** Opening DATA block **

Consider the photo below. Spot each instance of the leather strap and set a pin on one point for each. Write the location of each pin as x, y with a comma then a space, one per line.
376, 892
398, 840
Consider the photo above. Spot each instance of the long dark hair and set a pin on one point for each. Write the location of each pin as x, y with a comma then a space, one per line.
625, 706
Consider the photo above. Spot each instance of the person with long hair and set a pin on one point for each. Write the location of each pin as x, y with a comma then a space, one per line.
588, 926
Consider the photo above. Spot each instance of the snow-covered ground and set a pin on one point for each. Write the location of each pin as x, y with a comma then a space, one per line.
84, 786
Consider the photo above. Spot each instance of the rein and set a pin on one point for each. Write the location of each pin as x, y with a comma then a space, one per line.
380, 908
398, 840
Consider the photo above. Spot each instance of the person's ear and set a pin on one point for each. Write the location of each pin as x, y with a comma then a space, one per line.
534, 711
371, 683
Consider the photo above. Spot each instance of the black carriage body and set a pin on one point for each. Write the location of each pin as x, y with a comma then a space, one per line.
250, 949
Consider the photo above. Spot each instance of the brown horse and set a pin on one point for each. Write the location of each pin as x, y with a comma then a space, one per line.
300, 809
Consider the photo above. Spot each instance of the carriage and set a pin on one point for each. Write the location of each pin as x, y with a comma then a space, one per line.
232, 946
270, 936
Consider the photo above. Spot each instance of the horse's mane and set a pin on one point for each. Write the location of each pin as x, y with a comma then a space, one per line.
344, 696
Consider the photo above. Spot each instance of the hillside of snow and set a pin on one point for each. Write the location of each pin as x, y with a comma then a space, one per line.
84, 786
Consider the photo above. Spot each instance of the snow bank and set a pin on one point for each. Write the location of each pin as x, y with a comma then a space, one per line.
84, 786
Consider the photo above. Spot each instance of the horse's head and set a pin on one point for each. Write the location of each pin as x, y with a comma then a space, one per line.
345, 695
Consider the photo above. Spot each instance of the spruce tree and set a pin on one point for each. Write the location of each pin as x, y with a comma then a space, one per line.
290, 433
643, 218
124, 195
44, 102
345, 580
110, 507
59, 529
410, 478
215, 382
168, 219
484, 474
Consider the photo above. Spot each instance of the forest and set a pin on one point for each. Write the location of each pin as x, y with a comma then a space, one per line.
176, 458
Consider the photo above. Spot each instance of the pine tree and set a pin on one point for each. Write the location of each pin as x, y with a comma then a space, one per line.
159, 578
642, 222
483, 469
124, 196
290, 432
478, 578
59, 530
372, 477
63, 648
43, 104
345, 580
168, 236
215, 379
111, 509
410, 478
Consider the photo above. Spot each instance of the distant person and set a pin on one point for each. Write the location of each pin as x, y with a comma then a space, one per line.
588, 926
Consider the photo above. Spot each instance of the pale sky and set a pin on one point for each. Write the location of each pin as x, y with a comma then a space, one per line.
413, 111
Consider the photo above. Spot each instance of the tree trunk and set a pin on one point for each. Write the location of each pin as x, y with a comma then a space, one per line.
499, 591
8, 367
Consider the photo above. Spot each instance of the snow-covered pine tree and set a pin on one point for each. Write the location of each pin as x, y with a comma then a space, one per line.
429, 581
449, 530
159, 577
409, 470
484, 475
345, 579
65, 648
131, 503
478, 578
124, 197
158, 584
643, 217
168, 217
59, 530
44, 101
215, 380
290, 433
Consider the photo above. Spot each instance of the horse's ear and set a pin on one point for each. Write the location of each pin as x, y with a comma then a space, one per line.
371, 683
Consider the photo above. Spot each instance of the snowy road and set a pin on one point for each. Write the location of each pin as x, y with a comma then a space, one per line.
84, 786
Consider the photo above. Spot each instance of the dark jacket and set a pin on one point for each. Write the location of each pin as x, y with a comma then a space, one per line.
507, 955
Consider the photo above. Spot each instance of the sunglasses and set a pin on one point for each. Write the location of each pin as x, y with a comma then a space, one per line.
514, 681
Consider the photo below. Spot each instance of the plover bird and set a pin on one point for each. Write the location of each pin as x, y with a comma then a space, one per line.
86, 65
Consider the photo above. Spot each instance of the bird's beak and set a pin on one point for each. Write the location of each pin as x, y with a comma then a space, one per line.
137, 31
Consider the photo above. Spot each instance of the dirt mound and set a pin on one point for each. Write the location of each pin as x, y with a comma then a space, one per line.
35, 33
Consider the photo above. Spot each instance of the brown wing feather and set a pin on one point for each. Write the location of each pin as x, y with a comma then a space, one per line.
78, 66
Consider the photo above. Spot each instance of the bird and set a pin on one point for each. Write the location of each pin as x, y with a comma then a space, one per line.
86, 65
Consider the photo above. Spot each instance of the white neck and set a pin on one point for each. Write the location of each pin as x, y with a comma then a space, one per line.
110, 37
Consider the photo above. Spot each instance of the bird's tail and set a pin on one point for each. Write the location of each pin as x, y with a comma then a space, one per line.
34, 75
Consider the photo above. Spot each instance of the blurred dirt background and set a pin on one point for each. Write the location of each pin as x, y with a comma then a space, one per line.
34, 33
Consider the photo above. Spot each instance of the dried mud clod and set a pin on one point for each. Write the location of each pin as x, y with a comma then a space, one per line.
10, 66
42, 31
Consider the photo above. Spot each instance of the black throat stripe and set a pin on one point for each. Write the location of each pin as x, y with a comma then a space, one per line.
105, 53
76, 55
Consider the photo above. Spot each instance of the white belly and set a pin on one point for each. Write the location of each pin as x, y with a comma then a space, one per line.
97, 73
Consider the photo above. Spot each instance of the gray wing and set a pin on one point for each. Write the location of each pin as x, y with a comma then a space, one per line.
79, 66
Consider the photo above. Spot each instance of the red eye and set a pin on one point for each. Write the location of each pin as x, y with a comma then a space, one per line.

** Closing DATA block **

Every line of the listing above is to be written out again exactly.

Consider the photo below. Spot each instance of the leather strap and set a pin on one point for each. Write the location of each pin as x, y with a comma then a space, one per line.
376, 892
398, 840
Consider the photo above. Spot each instance of the long dark hair and set a pin on one point for each. Write the location of each pin as x, y with a comma then a space, one per line.
625, 706
Consider the photo above. Spot each instance of the person with long hair and set a pin on one point for each. Write the location of each pin as x, y with a comma then a space, one per line.
588, 926
Consider the photo above. Spot each instance of the snow-covered ground and set a pin on one point for each. Write the location of each pin as x, y with a comma then a space, one per line.
84, 786
Consider the photo above. Spot each instance of the rein and set a pin on one point for each. Write the location of each pin as x, y with a comma then a space, one per line.
380, 908
398, 840
Consider the photo above. Spot each instance of the person's ear and set a pin on one point for each. Write the location of each pin as x, y with a comma then a space, one per line.
534, 711
371, 683
Consider the photo above. Spot each instance of the black carriage body and set a pin on one point for each. Write the location of each pin as x, y with a comma then a space, one per line.
250, 949
Consider the photo above. Spot each instance of the brown horse and set a pin on one point for each. Write the location of each pin as x, y with a comma then a space, one per line.
300, 809
Consider the photo above. Spot each instance of the carriage and set a pin on one point for each. Write the location of each pin as x, y with a comma then a space, one per line.
232, 946
270, 936
Consider the photo above. Spot each instance of the horse's mane and set a pin on one point for each. Write the location of each pin as x, y with a comma then a space, one per line.
344, 696
Consider the photo above. Spot each instance of the hillside of snow and set a pin on one point for each. Write the location of each pin as x, y with a comma then a space, one per line.
84, 786
Consider the photo above. Spot each instance of the snow bank and set a pin on one point for each. Write the location of each pin as x, y with a comma then a space, one per line.
84, 786
Consider the photo above. Spot each instance of the horse's head and set a pin on one point for each. Write the location of each pin as x, y with a comma then a space, one per line.
345, 695
Consider the photo above. Spot each instance of the spruce tree and set a pin on one point for each. Write the location of each pin as x, y with a comma then a space, one per line.
290, 433
643, 218
124, 195
44, 102
345, 580
110, 507
59, 529
410, 478
215, 382
168, 219
484, 474
Consider the photo above. Spot each instance of the forest and set a pin on one point for each. Write the location of each pin as x, y with a comma then a space, one per line.
176, 458
Consider the photo above. Spot each instance of the pine tree and set a pin on one point for each. Write the location of each pin as x, y with a comma then a space, one per line.
159, 578
642, 222
483, 469
124, 196
290, 432
478, 578
59, 530
372, 477
63, 648
43, 104
345, 580
168, 236
215, 379
111, 509
410, 478
Consider the photo above. Spot each instance of the distant person and set a pin on one point for each. Write the location of each pin as x, y with a comma then a space, one per line.
588, 926
Consider the photo above. Spot each instance of the pale sky and set a pin on one point for each. Write the location of each pin as x, y with a comma then a space, one per line.
413, 111
Consider the photo above. Spot each instance of the tree trunk and set a pin on one point for each. Write the location of each pin as x, y with a comma then a space, one per line.
499, 591
8, 367
Consider the photo above. Spot each instance of the snow-covered pine tree and set a pin on one point for each. Write the location of each pin as x, y with a comma then a space, one per line.
429, 581
449, 530
159, 577
409, 470
484, 475
345, 579
65, 648
131, 503
478, 578
124, 197
158, 584
643, 217
168, 217
59, 530
44, 101
215, 380
290, 433
Consider the photo above. Spot each instance of the horse's ear and set a pin on one point for each. Write the location of each pin as x, y with a comma then a space, one per line.
371, 683
Consider the photo above. Spot each instance of the snowy road and set a pin on one point for each. Write the location of each pin as x, y with a comma then a space, one per line.
84, 786
Consider the photo above. Spot each instance of the dark jacket and set a pin on one point for each. Write the location of each pin as x, y with a comma then a space, one per line.
507, 955
Consider the photo above. Spot each instance of the sunglasses and set a pin on one point for each. Write the location of each pin as x, y with a comma then a space, one per line.
514, 681
Consider the photo below. Spot each instance of the plover bird and set a pin on one point for each. Write the location of each pin as x, y with a comma then a space, one per line.
86, 65
Consider the photo above. Spot each instance of the bird's beak and set a pin on one point for each. Write the location of each pin as x, y with a comma then a space, one per line.
137, 31
Consider the photo above. Spot each instance of the dirt mound and set a pin on one point for each. Write the location of each pin as x, y with a comma then a space, one per line.
35, 33
Consider the photo above. Spot each instance of the brown wing feather and set a pin on one point for each. Write the location of each pin as x, y with a comma then a space, one per line.
78, 66
Consider the photo above. Spot each instance of the bird and set a pin on one point for each. Write the location of each pin as x, y with a comma then a space, one per line.
86, 65
Consider the photo above. Spot each instance of the white neck and set a pin on one point for each. Write the location of each pin as x, y with a comma then a space, one per line.
110, 37
Consider the photo above. Spot each instance of the bird's tail and set a pin on one point for each. Write the location of each pin as x, y with a comma then a space, one per line.
34, 75
Consider the photo above. Spot each instance of the blurred dirt background and set a pin on one point for each. Write the location of each pin as x, y with a comma then a space, one per line.
34, 33
Consider the photo above. Spot each instance of the dried mud clod and set a pin on one point for each. Write the location of each pin as x, y with a comma then a space, one per line.
10, 66
42, 31
Consider the photo above. Spot each instance of the black throat stripe and set a pin on one point for each. Write the location of each pin as x, y with a comma then a space, one per line.
105, 53
76, 55
Consider the photo above. Spot each instance of the white belly and set a pin on one point for each. Write the location of each pin as x, y with a comma then a space, one per line.
97, 73
Consider the photo above. Spot each instance of the gray wing and set a pin on one point for each. Write the location of each pin as x, y with a comma then a space, one per line.
79, 66
Consider the photo above. Spot each instance of the red eye and set a pin on one point for each. Write the location of each pin as x, y with a comma then a space, one per line.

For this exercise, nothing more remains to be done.